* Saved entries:
•••••

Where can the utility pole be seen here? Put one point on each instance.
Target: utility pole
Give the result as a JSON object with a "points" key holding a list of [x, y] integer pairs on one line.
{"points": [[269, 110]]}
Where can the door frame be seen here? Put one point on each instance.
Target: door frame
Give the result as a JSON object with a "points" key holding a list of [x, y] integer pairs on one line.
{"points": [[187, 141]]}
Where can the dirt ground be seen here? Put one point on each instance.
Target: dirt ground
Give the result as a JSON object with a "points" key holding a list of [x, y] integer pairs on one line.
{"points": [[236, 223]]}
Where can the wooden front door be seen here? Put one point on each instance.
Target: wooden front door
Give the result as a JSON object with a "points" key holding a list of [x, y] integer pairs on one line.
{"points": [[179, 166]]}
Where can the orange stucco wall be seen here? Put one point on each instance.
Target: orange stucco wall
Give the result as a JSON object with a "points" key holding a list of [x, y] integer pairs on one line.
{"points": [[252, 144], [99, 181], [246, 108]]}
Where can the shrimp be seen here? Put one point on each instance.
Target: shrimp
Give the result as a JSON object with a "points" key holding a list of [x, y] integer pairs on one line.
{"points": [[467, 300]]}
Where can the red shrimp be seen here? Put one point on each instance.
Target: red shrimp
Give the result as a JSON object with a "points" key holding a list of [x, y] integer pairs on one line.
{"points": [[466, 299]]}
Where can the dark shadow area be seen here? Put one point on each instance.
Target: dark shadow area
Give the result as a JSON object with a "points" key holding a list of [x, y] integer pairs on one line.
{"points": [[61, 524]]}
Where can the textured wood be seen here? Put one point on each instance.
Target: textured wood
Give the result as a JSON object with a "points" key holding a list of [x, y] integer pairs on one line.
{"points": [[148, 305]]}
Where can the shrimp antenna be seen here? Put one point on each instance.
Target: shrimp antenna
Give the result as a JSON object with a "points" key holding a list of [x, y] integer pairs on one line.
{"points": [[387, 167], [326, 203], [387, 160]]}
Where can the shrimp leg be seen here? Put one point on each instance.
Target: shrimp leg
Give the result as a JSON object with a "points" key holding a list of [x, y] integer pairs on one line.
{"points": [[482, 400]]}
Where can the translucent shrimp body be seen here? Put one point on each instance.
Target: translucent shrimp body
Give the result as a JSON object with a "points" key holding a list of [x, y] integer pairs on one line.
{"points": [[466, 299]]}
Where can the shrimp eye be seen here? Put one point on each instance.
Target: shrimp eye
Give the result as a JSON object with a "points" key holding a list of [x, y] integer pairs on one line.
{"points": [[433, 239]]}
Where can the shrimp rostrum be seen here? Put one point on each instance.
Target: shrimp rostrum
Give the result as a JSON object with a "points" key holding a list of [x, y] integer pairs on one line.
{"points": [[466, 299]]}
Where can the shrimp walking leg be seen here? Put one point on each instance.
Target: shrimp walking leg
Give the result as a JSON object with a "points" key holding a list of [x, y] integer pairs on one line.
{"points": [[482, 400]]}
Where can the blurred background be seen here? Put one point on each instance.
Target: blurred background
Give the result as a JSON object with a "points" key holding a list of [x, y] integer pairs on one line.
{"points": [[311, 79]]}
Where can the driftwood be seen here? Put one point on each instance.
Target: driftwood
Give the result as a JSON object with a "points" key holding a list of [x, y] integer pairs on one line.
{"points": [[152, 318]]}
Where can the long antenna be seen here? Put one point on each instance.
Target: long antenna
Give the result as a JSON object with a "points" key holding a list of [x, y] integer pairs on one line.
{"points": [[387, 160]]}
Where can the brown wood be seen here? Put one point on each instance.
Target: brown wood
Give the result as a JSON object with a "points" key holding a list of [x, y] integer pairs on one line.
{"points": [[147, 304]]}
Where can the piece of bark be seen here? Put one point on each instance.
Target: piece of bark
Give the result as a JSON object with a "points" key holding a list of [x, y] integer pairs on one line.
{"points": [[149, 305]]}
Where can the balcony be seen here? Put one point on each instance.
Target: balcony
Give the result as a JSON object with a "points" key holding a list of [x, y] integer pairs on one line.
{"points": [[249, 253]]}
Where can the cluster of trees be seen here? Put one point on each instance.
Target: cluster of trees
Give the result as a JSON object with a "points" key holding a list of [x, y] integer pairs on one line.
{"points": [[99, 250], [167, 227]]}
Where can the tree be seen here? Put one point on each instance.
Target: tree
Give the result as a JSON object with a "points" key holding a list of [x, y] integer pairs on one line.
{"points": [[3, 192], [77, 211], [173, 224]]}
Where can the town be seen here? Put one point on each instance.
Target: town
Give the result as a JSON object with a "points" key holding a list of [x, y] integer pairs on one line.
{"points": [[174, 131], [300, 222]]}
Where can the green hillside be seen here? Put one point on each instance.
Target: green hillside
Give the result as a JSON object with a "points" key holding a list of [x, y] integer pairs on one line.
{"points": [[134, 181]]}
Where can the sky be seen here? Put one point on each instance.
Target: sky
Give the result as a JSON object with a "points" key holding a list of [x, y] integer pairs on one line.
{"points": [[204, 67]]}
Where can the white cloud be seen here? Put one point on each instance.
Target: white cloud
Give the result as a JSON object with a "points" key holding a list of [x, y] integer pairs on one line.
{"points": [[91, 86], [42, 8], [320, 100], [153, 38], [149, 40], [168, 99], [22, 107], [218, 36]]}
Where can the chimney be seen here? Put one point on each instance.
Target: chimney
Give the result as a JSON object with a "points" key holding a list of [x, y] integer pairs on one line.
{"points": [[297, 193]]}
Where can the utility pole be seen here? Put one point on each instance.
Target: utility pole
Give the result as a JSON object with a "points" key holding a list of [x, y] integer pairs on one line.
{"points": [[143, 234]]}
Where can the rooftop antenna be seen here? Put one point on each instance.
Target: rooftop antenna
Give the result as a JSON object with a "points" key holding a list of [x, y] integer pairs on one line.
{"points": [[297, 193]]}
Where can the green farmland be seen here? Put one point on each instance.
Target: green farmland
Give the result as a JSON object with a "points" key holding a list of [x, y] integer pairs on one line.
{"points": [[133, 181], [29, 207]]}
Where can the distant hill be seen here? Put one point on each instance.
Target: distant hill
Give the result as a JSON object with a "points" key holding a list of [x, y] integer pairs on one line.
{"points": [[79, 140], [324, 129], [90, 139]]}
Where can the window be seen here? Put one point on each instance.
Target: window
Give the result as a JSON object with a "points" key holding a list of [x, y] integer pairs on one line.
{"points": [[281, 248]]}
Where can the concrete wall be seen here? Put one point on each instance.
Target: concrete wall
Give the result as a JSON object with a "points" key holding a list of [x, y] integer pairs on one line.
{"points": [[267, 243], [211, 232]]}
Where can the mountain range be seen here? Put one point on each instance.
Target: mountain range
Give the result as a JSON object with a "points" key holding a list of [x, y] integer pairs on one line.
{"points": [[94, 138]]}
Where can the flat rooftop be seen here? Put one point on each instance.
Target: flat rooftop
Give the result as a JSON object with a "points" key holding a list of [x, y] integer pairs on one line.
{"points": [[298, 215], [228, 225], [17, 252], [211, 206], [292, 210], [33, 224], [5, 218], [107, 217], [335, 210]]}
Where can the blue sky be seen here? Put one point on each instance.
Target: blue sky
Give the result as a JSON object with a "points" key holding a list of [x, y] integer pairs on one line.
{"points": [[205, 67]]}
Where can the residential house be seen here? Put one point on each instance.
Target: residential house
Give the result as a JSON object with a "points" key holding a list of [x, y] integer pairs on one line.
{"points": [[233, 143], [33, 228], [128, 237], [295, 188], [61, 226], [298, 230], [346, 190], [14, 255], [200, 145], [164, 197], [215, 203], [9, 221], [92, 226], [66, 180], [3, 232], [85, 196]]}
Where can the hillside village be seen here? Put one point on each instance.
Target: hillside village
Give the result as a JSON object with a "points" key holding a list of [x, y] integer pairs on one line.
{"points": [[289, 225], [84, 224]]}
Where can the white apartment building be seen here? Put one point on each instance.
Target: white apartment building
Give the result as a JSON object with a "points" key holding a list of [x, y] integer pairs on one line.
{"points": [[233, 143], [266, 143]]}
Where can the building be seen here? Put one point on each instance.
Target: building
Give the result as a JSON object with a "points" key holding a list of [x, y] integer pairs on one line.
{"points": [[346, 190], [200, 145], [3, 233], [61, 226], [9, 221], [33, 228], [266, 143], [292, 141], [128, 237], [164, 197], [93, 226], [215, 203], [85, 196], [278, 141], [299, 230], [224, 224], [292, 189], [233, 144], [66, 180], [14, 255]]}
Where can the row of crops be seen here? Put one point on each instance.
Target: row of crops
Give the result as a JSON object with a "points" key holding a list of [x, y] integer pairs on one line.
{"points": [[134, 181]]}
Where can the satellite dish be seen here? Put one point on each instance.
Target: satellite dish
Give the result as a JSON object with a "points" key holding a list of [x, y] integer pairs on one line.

•••••

Write the lines out exactly, from the one with "Where can the hillside" down to the last line of the listing, and leave out all others.

Where can the hillside village be seen here? Put one point on each instance.
Target: hillside village
Give the result as a JSON object with a "points" key holding a list of [x, y] integer pairs on one line.
{"points": [[289, 225], [84, 224]]}
Where can the white apartment building be seen here? Put one point on each instance.
Target: white apartment building
Give the result as a JSON object with a "points" key holding a list of [x, y] integer pairs on one line.
{"points": [[233, 143], [266, 143]]}
Where can the building be seen here? Put one point on each instance.
Target: building
Give the result as a JSON object with a "points" key holding a list of [x, y] integer pairs on one line.
{"points": [[346, 190], [200, 145], [3, 233], [61, 226], [9, 221], [33, 228], [266, 143], [292, 141], [128, 237], [164, 197], [93, 226], [215, 203], [85, 196], [278, 141], [299, 230], [224, 224], [292, 189], [233, 144], [66, 180], [14, 255]]}
Where can the row of crops be seen here? Put one point on each instance.
Target: row of crops
Give the result as a JSON object with a "points" key holding a list of [x, y] integer pairs on one line.
{"points": [[134, 181]]}
Where can the satellite dish be seen here? Put one point on each instance.
Target: satellite dish
Give the result as a JSON object with a "points" key holding a list of [x, y] integer pairs on one line.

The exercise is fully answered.